→ **What to do**: Copy the supplied text again, everything from "Monday, June 23, 2025" down to "guessed their decline.", but swap "picture" for "photograph".

** Supplied text follows **

Monday, June 23, 2025
Tonight's picture was taken in June of 2008. Mattie was six years old and believe it or not, a month later he was diagnosed with cancer. Little did we know how our lives would be forever changed. I look at this photo now and it makes me pause. I pause because there are times I forget that Mattie did sit with us at our dining room table, and yet my mind has brushed over all our family meals together. Thank goodness for photos, which jog my memory! I also look at my parents here and realize how much younger and vibrant they were, and just like Mattie, I would never have guessed their decline.
Quote of the day: No matter how badly people treat you, never drop down to their level, just know you’re better and walk away. ~ Unknown
When I tell you that most mornings I wake up and ask myself..... what shoe will drop today? I am NOT kidding. Again, today did not disappoint. I am so exhausted from the weekend and life in general, but I pulled myself out of bed at 6:45am. Thankfully I did, because at 7am, the person who helps me maintain the pool rang the doorbell. The pool company is working very hard at correcting my murky bathtub outside, which I have been looking at for a month now. Literally she added 30 gallons of chlorine to the pool on Friday, and our pool is a salt water pool. But it needed to be "shocked" back into normality. Slowly but surely it is working. I spoke with Jessica at length today in my pajamas, as there are various issues that I am seeing and needed to be reported.

** End of Supplied text **
** Dataset records follows **

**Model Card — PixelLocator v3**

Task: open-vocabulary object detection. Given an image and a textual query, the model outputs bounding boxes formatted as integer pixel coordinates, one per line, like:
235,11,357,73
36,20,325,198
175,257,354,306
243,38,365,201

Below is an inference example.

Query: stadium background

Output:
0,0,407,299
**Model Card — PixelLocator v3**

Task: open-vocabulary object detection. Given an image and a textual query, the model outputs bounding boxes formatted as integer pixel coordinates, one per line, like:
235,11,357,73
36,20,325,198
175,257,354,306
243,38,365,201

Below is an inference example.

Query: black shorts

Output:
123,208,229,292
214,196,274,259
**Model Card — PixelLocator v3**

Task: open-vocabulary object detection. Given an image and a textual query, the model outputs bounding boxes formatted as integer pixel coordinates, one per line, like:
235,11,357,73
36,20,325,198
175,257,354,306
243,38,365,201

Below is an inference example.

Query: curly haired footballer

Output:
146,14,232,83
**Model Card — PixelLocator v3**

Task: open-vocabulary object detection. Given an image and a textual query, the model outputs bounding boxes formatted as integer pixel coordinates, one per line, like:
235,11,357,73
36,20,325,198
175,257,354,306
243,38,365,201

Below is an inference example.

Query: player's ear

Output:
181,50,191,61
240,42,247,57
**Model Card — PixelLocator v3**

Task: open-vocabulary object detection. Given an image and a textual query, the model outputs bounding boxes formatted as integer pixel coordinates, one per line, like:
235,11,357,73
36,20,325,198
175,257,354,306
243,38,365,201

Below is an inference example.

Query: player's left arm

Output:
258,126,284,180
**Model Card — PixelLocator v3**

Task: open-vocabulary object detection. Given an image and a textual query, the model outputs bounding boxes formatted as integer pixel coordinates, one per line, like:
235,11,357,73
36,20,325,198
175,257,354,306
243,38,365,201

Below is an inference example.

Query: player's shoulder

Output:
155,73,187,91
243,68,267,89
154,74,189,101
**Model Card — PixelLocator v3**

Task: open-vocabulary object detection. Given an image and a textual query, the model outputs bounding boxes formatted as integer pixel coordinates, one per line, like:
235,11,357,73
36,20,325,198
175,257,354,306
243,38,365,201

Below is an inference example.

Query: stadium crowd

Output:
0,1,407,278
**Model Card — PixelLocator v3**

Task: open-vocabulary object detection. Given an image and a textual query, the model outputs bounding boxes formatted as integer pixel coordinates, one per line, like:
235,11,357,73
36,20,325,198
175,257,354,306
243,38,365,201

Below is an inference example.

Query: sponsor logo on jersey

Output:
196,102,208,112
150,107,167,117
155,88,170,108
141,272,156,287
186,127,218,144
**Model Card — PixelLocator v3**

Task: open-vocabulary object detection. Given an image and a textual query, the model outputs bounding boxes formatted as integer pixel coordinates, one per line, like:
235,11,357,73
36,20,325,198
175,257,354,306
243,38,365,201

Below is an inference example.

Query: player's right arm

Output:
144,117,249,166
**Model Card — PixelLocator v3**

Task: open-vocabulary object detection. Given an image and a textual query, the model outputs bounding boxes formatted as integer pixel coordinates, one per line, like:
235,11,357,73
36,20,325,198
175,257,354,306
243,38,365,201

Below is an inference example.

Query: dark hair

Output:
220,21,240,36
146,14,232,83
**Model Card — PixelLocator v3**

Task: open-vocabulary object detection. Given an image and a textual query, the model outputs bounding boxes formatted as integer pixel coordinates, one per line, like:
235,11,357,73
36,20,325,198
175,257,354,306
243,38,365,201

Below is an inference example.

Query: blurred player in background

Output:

** End of Dataset records **

→ **Your response**:
Monday, June 23, 2025
Tonight's photograph was taken in June of 2008. Mattie was six years old and believe it or not, a month later he was diagnosed with cancer. Little did we know how our lives would be forever changed. I look at this photo now and it makes me pause. I pause because there are times I forget that Mattie did sit with us at our dining room table, and yet my mind has brushed over all our family meals together. Thank goodness for photos, which jog my memory! I also look at my parents here and realize how much younger and vibrant they were, and just like Mattie, I would never have guessed their decline.